*Required task:*
Rewrite every one of the entries below, substituting "not its surroundings" for each occurrence of "nothing around it" and changing nothing else. Leave the pictures out of your answer.
━━━━━━━━━━
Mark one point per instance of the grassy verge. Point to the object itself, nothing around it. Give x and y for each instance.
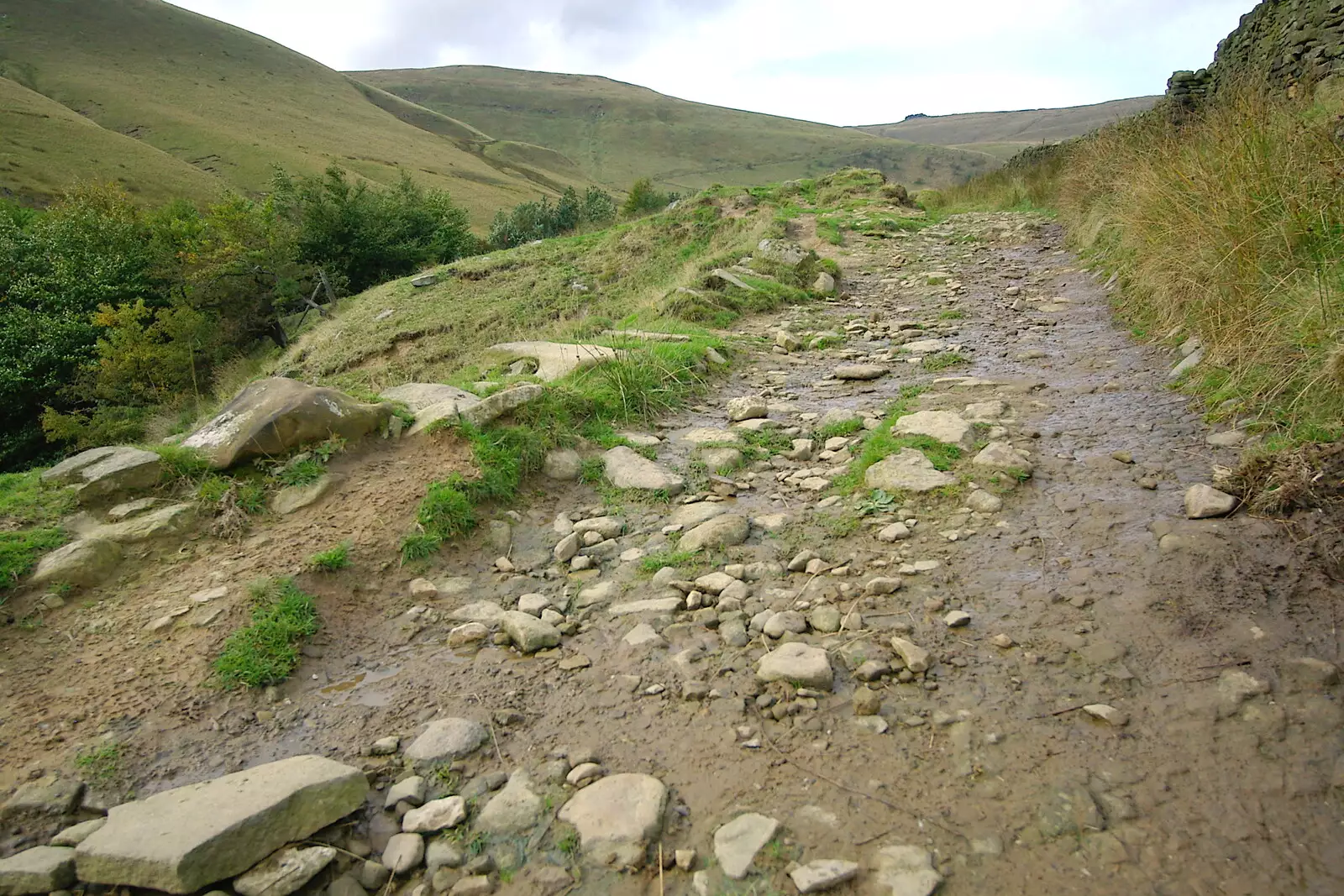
(266, 651)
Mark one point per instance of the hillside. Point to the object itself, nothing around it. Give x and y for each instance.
(1003, 134)
(617, 132)
(226, 102)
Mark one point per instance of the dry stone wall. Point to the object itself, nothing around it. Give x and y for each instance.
(1283, 43)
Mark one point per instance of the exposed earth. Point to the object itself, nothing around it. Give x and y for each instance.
(1207, 759)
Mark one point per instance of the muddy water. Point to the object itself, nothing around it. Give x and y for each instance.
(990, 762)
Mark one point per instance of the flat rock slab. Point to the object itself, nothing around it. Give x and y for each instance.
(40, 869)
(617, 817)
(270, 417)
(628, 470)
(907, 470)
(797, 663)
(737, 842)
(944, 426)
(448, 739)
(554, 359)
(186, 839)
(105, 472)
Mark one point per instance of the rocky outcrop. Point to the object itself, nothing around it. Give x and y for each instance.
(181, 840)
(275, 416)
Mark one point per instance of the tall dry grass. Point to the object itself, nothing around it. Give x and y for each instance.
(1229, 228)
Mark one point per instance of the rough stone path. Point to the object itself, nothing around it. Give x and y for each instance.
(1052, 685)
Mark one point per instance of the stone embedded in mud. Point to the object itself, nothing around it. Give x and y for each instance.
(107, 472)
(748, 409)
(944, 426)
(181, 840)
(860, 371)
(1003, 457)
(737, 842)
(1205, 501)
(628, 470)
(823, 873)
(554, 360)
(719, 532)
(40, 869)
(617, 817)
(906, 871)
(528, 633)
(284, 872)
(797, 663)
(907, 470)
(273, 416)
(447, 739)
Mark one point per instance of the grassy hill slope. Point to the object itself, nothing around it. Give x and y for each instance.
(1003, 134)
(45, 147)
(228, 102)
(617, 132)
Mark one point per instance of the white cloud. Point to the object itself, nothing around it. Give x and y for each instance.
(842, 62)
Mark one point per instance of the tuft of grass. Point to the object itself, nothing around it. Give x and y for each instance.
(333, 559)
(100, 765)
(942, 360)
(266, 651)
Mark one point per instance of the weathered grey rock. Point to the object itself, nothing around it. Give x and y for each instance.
(420, 396)
(448, 739)
(628, 470)
(748, 409)
(284, 872)
(554, 360)
(437, 815)
(76, 835)
(797, 663)
(562, 465)
(1003, 457)
(407, 790)
(907, 470)
(906, 871)
(181, 840)
(528, 633)
(719, 532)
(823, 873)
(617, 817)
(84, 563)
(165, 521)
(107, 472)
(514, 810)
(296, 497)
(40, 869)
(944, 426)
(47, 797)
(860, 371)
(490, 409)
(737, 842)
(403, 853)
(1205, 501)
(270, 417)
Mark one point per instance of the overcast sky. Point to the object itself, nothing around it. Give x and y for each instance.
(844, 62)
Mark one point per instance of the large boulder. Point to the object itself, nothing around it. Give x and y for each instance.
(617, 817)
(907, 470)
(272, 417)
(107, 473)
(84, 563)
(554, 359)
(628, 470)
(181, 840)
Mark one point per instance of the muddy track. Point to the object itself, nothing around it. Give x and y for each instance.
(1088, 587)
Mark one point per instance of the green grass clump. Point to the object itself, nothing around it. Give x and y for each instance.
(942, 360)
(333, 559)
(266, 651)
(98, 765)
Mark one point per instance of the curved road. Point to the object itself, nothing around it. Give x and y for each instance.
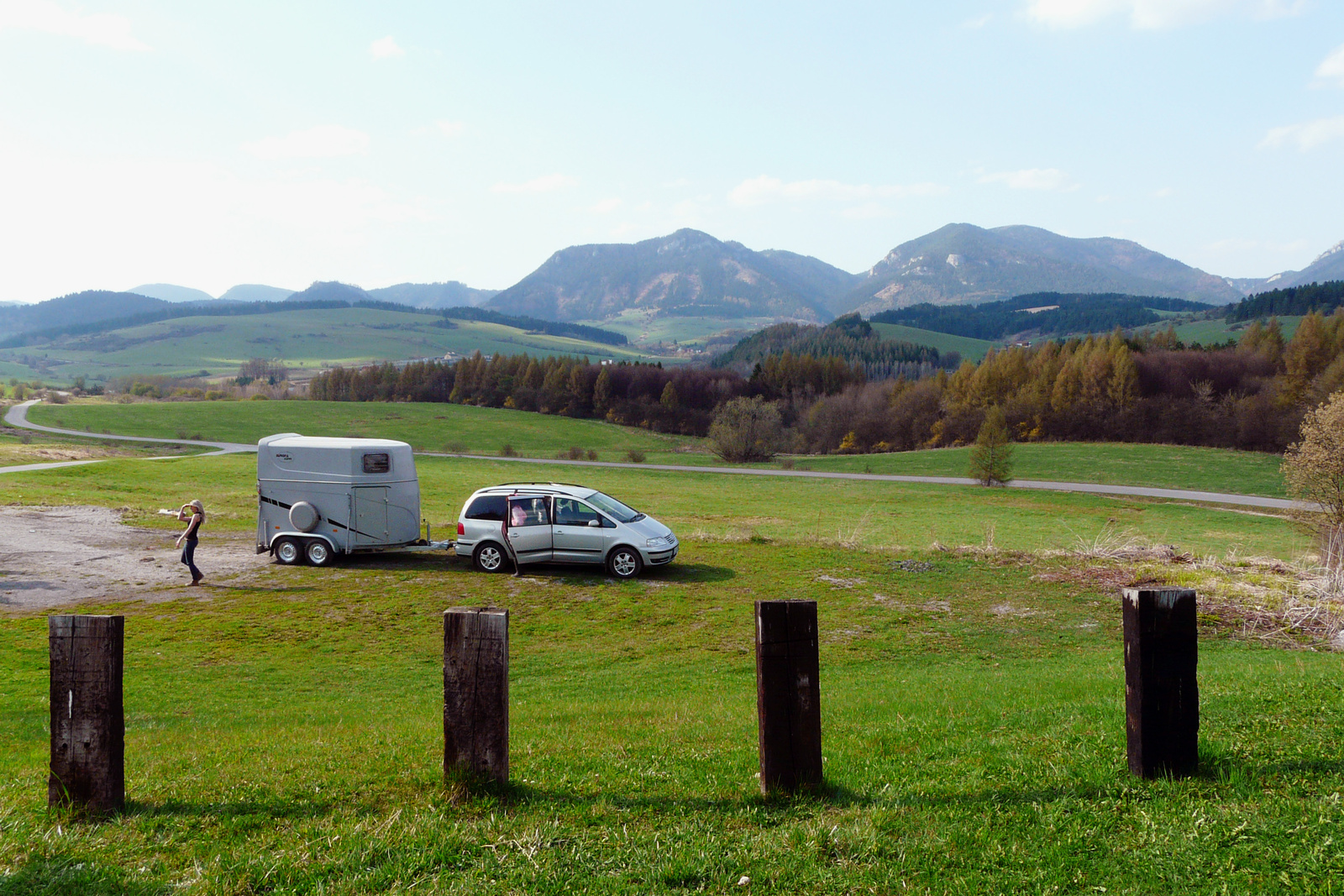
(18, 417)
━━━━━━━━━━
*The answer:*
Mark one point per instance of the grassy verge. Point to the object itself, not its surroundings. Give x and y for each instance.
(266, 651)
Mark one point per instance of the hillside. Point to the object itself, not its surroundings. Give x and y for each instance.
(1003, 134)
(617, 132)
(226, 102)
Mark one point per instance of the dry stone wall. Point to the object itself, not its surroundings. Give x and y for each instance.
(1283, 43)
Mark one point per instance of the exposed earth. Point to the object itself, not its surroundings. Give x and y for each instance.
(1207, 759)
Mark one point per instance of the muddy water. Point to the object itself, not its surroundings. Give x and y for each instance.
(990, 762)
Mark one point per instance of the flat rock slab. Point to the object itself, not its surroundings. Give x and y for each instance.
(40, 869)
(617, 817)
(270, 417)
(628, 470)
(907, 470)
(797, 663)
(737, 842)
(944, 426)
(448, 739)
(554, 359)
(186, 839)
(105, 472)
Mark one point per instance of the rocky outcrop. Point to the object itself, not its surroundings. Give x and y for each instance.
(181, 840)
(275, 416)
Mark one point per instance of the tall dry grass. Point to the object itself, not its surroundings. Give x and y for each instance.
(1229, 228)
Mark one point per instance of the rough stone path. Point to the object itself, not its surroundings. Give x and y for each instance.
(1052, 685)
Mark one point per instance of the stone embedded in mud. Point to the object itself, not its surroundings. Give x and y for each instance.
(107, 472)
(748, 409)
(944, 426)
(181, 840)
(860, 371)
(1003, 457)
(737, 842)
(1205, 501)
(628, 470)
(823, 873)
(554, 360)
(719, 532)
(40, 869)
(617, 817)
(906, 871)
(528, 633)
(284, 872)
(797, 663)
(907, 470)
(273, 416)
(447, 739)
Mark one point per instance of the grassy hill slope. Point to the object itself, not its surroundings. Give x and y for each instance.
(1003, 134)
(45, 147)
(228, 102)
(617, 132)
Mark one point per instance of the white cloud. Point to the object itself, not its surroundings. Give x and y for each instance.
(842, 62)
Mark one point per instance of the tuft of grass. Point to the object itself, not its surroundings. Give x and y for each instance.
(333, 559)
(100, 765)
(942, 360)
(266, 651)
Mark one point per instance of the weathered grey rock. Point to the object itself, not its surroundings. Give x and y for each instance.
(420, 396)
(448, 739)
(628, 470)
(748, 409)
(284, 872)
(554, 360)
(437, 815)
(76, 835)
(797, 663)
(562, 465)
(1003, 457)
(407, 790)
(907, 470)
(906, 871)
(181, 840)
(528, 633)
(719, 532)
(823, 873)
(617, 817)
(84, 563)
(165, 521)
(107, 472)
(514, 810)
(296, 497)
(40, 869)
(944, 426)
(47, 797)
(860, 371)
(490, 409)
(737, 842)
(403, 853)
(1205, 501)
(270, 417)
Mark one point per instance of the overcast sky. Point to the object itself, not its surroundings. Give x and y for each instance.
(844, 62)
Mark one point per instance of the large boulder. Point to the object itself, not its surroundings. Give x and y for each instance.
(617, 817)
(907, 470)
(272, 417)
(107, 473)
(84, 563)
(554, 359)
(628, 470)
(181, 840)
Mark one point per instance of the muddy track. Point to the object itself, not its surroundings. Give x and y for each instance.
(1088, 587)
Mark one point per instance of the green grass clump. Point to the object itself, not its surroundings. Give x and y for each instance.
(942, 360)
(333, 559)
(266, 651)
(98, 765)
Mark one point per instance of the curved road. Point to the object itself, not its surroundings. Give x and y for each instance.
(18, 417)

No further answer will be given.